** Begin **

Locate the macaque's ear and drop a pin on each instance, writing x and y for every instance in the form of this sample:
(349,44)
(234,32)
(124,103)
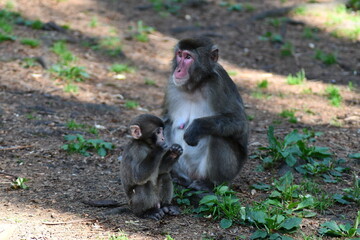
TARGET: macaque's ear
(214,53)
(135,131)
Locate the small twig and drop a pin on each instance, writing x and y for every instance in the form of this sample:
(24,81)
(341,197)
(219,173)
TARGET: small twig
(14,148)
(70,222)
(8,175)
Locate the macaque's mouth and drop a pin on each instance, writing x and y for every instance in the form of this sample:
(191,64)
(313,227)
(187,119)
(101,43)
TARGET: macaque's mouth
(180,72)
(179,81)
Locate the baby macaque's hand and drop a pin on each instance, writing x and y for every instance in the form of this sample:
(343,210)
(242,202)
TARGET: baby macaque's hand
(175,151)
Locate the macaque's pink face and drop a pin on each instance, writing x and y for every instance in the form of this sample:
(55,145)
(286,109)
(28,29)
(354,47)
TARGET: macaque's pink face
(160,138)
(184,59)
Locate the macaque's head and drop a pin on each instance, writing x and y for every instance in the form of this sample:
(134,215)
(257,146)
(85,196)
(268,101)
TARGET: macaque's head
(148,128)
(193,60)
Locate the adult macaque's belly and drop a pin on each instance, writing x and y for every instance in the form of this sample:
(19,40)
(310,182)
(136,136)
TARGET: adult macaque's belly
(192,163)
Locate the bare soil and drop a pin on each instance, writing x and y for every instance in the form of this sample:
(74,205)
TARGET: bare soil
(34,111)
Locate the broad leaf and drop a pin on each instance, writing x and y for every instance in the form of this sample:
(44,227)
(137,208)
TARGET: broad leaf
(225,223)
(354,155)
(259,234)
(291,223)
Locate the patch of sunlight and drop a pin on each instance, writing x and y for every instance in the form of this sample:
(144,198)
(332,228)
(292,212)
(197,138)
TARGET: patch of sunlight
(333,18)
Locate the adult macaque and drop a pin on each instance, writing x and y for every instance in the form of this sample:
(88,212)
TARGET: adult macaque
(205,114)
(145,169)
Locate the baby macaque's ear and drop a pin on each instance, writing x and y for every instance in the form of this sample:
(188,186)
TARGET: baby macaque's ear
(135,131)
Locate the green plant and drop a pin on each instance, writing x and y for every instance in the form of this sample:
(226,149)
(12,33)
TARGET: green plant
(78,144)
(73,125)
(71,88)
(287,49)
(300,10)
(37,24)
(9,5)
(111,45)
(326,58)
(269,223)
(4,37)
(232,6)
(333,94)
(328,168)
(289,114)
(75,73)
(94,22)
(276,22)
(222,205)
(131,104)
(7,19)
(29,62)
(294,146)
(164,7)
(261,94)
(30,42)
(297,79)
(341,230)
(351,194)
(168,237)
(142,32)
(274,38)
(263,84)
(182,195)
(60,49)
(309,33)
(19,183)
(150,82)
(122,236)
(353,4)
(121,68)
(352,86)
(5,26)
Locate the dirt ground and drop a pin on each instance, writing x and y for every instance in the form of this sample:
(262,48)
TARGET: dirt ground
(34,110)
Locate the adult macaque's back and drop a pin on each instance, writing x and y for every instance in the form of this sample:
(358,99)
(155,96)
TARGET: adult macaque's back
(205,114)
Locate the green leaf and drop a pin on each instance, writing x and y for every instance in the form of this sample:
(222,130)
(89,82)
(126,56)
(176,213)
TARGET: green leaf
(102,152)
(293,137)
(308,214)
(331,226)
(225,223)
(70,137)
(354,155)
(208,198)
(290,160)
(291,223)
(108,145)
(262,186)
(259,234)
(276,236)
(275,194)
(259,216)
(306,203)
(271,137)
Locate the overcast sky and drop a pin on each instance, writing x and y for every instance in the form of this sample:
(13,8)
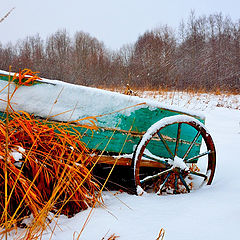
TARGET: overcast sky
(115,22)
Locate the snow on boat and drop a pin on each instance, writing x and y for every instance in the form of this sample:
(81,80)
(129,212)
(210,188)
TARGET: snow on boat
(141,132)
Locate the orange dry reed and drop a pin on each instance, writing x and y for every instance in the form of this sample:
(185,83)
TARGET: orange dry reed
(47,168)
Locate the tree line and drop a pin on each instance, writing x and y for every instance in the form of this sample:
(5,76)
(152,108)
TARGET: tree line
(203,54)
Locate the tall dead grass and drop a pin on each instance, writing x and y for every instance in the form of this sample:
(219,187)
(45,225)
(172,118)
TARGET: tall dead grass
(44,167)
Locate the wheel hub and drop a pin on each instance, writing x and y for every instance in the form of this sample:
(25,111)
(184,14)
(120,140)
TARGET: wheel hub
(178,163)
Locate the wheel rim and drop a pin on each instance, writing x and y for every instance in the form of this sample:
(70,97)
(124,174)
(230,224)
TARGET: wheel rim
(183,170)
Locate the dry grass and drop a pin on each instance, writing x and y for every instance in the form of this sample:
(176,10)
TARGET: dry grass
(44,167)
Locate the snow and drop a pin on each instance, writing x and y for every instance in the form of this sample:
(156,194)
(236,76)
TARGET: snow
(68,102)
(212,212)
(161,124)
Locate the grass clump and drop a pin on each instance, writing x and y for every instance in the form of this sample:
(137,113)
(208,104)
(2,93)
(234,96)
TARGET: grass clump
(44,167)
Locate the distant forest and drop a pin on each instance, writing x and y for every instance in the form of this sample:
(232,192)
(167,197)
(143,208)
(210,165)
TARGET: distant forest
(202,55)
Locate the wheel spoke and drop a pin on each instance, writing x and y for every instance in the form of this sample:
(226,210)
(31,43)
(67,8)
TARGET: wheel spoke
(175,184)
(190,160)
(178,138)
(184,182)
(150,156)
(165,144)
(192,143)
(199,174)
(148,178)
(164,182)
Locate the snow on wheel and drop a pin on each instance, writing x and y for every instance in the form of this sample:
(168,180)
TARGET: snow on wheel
(175,155)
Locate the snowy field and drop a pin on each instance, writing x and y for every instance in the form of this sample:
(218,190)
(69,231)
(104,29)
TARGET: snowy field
(213,212)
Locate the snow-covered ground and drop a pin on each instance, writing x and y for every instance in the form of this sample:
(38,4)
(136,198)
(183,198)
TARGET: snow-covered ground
(212,212)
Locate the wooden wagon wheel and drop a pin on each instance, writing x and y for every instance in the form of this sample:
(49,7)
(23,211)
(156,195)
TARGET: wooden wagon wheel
(184,167)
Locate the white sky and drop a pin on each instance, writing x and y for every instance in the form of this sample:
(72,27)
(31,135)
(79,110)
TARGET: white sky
(115,22)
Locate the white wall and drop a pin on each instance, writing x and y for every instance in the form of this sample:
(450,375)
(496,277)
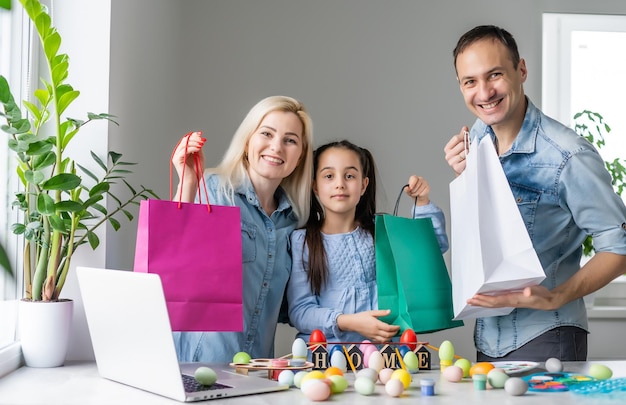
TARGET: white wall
(378,73)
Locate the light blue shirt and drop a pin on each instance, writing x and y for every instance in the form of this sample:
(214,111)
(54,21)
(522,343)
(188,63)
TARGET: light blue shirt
(266,269)
(351,286)
(563,192)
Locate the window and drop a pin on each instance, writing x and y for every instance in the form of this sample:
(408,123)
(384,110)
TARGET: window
(583,64)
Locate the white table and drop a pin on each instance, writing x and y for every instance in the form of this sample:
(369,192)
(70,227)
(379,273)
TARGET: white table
(79,383)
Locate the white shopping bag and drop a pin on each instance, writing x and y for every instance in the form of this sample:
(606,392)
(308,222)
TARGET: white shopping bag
(491,252)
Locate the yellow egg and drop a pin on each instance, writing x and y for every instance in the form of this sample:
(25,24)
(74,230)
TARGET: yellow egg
(403,376)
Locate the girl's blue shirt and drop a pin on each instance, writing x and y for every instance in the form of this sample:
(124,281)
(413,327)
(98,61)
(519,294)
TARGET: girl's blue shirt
(351,287)
(266,268)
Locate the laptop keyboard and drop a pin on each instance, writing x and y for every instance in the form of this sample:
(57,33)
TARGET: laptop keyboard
(191,385)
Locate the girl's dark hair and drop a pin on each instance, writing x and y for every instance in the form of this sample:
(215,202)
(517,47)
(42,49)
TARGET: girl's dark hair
(364,215)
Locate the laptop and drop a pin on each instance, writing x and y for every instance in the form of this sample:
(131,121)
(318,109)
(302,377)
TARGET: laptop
(133,343)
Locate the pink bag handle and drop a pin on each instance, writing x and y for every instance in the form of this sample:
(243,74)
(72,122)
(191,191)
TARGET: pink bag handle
(199,173)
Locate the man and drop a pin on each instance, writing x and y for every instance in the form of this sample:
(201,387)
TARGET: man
(563,192)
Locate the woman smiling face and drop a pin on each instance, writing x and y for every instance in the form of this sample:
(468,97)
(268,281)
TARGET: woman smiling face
(275,147)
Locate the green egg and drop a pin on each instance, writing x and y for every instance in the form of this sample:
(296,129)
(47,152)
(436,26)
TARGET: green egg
(205,376)
(241,358)
(600,372)
(410,361)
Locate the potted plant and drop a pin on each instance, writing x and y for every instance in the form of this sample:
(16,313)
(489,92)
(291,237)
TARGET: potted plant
(61,200)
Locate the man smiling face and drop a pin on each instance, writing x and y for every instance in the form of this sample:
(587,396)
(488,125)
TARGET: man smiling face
(491,85)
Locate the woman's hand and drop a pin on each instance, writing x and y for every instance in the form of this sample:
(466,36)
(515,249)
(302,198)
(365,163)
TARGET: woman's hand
(182,159)
(367,324)
(418,189)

** End **

What the task requires → Can you arrange the lines of the records as a JSON list of strings, one string per line with blank lines left out, starting at the line that contains "Locate the man and" and ending at the final line of the records, both included?

Answer to the problem →
[
  "Locate the man and drop a pin on each instance, writing x and y for every instance in the form of this sample:",
  "(201,387)",
  "TARGET: man",
  "(563,192)",
  "Locate the woman smiling face and drop a pin on each instance, writing x and y for every instance in the form of this sample:",
  "(468,97)",
  "(268,281)",
  "TARGET: woman smiling face",
  "(275,147)",
  "Locate the green egg and drop a pin on each instance, writing x and y for every instance in the form of this sample:",
  "(296,129)",
  "(47,152)",
  "(436,26)",
  "TARGET: green egg",
  "(205,376)",
  "(241,358)",
  "(600,372)",
  "(410,361)",
  "Locate the potted plant and drop a pin on each instance, writing x and y for every instance in the form of this sample:",
  "(16,313)",
  "(489,92)",
  "(291,237)",
  "TARGET: potted plant",
  "(61,200)",
  "Locate the man smiling face and drop a pin on each instance, writing x and y for every instance in the form of this sample:",
  "(587,396)",
  "(488,125)",
  "TARGET: man smiling face",
  "(491,85)",
  "Locate the woman's hand and drop a pin on each instance, writing x and y for every instance in the form of this sample:",
  "(466,36)",
  "(515,249)",
  "(302,198)",
  "(365,163)",
  "TARGET: woman's hand",
  "(182,159)",
  "(367,324)",
  "(418,189)"
]